▸ Raw records:
— START —

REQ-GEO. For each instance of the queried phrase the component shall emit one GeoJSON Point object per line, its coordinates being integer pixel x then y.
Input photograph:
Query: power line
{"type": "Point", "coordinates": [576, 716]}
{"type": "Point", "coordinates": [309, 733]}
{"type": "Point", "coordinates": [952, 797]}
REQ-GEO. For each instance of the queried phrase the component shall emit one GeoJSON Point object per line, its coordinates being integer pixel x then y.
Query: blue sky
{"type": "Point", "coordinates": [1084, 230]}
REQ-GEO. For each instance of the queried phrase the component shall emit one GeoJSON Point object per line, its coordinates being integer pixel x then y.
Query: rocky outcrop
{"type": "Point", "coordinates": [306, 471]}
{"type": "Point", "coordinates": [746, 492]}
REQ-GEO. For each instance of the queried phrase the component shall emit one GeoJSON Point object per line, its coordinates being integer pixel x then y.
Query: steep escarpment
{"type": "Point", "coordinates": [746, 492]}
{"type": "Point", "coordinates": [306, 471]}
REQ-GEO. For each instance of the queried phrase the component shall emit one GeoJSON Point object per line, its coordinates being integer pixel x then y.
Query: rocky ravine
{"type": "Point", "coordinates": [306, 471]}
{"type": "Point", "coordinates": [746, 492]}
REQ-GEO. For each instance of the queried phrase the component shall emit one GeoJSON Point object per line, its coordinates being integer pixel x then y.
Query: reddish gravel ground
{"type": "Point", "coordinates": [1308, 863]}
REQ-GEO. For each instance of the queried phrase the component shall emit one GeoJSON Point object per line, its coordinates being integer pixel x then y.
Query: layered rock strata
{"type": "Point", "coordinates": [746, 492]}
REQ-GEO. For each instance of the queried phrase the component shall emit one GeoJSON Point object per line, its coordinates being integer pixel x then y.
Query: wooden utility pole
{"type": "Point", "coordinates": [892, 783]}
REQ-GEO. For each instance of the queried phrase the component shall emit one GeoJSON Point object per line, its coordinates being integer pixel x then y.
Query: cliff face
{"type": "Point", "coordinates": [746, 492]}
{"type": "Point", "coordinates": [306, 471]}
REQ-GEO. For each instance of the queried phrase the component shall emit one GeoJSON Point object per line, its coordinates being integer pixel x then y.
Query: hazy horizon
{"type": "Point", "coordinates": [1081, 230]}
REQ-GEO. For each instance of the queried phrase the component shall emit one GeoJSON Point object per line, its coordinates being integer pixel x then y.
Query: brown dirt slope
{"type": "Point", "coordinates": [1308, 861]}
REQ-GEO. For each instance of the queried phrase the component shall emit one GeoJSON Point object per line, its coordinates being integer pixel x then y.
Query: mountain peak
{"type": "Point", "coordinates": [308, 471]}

— END —

▸ Problem description: From the first line to the last, retype the data exactly.

▸ Task answer:
REQ-GEO. For each instance of the queried phrase the component shall emit one GeoJSON Point object per line, its coordinates being integer pixel x then y.
Input photograph:
Query: power line
{"type": "Point", "coordinates": [576, 716]}
{"type": "Point", "coordinates": [309, 733]}
{"type": "Point", "coordinates": [952, 797]}
REQ-GEO. For each instance of the queried phrase the component shall emit one GeoJSON Point object per line, its coordinates being integer pixel x then y.
Query: blue sky
{"type": "Point", "coordinates": [1084, 230]}
REQ-GEO. For each instance of the queried phrase the component shall emit one GeoJSON Point object per line, its coordinates being integer pixel x then y.
Query: rocky outcrop
{"type": "Point", "coordinates": [306, 471]}
{"type": "Point", "coordinates": [746, 492]}
REQ-GEO. For each instance of the queried phrase the component shall emit one GeoJSON Point object per line, its coordinates being integer pixel x then y.
Query: steep escarpment
{"type": "Point", "coordinates": [746, 492]}
{"type": "Point", "coordinates": [306, 471]}
REQ-GEO. For each instance of the queried phrase the component shall emit one GeoJSON Point object per line, its coordinates being integer pixel x then y.
Query: rocky ravine
{"type": "Point", "coordinates": [306, 471]}
{"type": "Point", "coordinates": [746, 492]}
REQ-GEO. For each instance of the queried phrase the component shall emit one GeoJSON Point object per line, its coordinates being integer pixel x then y.
Query: reddish gravel ground
{"type": "Point", "coordinates": [1308, 863]}
REQ-GEO. For each instance of the queried phrase the component shall emit one GeoJSON Point object per line, its coordinates being integer pixel x then y.
Query: layered rock strata
{"type": "Point", "coordinates": [746, 492]}
REQ-GEO. For each instance of the queried phrase the component shall emit one GeoJSON Point object per line, its coordinates being integer pixel x then y.
Query: wooden utility pole
{"type": "Point", "coordinates": [892, 783]}
REQ-GEO. For each instance of the queried phrase the component shall emit one GeoJSON Point object per line, its coordinates being integer pixel x then y.
Query: cliff face
{"type": "Point", "coordinates": [746, 492]}
{"type": "Point", "coordinates": [306, 471]}
REQ-GEO. For each instance of the queried phrase the component shall emit one GeoJSON Point object per line, its coordinates being integer pixel x then y.
Query: hazy horizon
{"type": "Point", "coordinates": [1081, 230]}
REQ-GEO. For each instance of the queried phrase the component shall emit one GeoJSON Point object per line, its coordinates being integer pixel x then y.
Query: brown dirt slope
{"type": "Point", "coordinates": [1308, 861]}
REQ-GEO. For each instance of the queried phrase the component shall emit one GeoJSON Point object per line, its coordinates being integer pixel x then y.
Query: mountain peak
{"type": "Point", "coordinates": [308, 471]}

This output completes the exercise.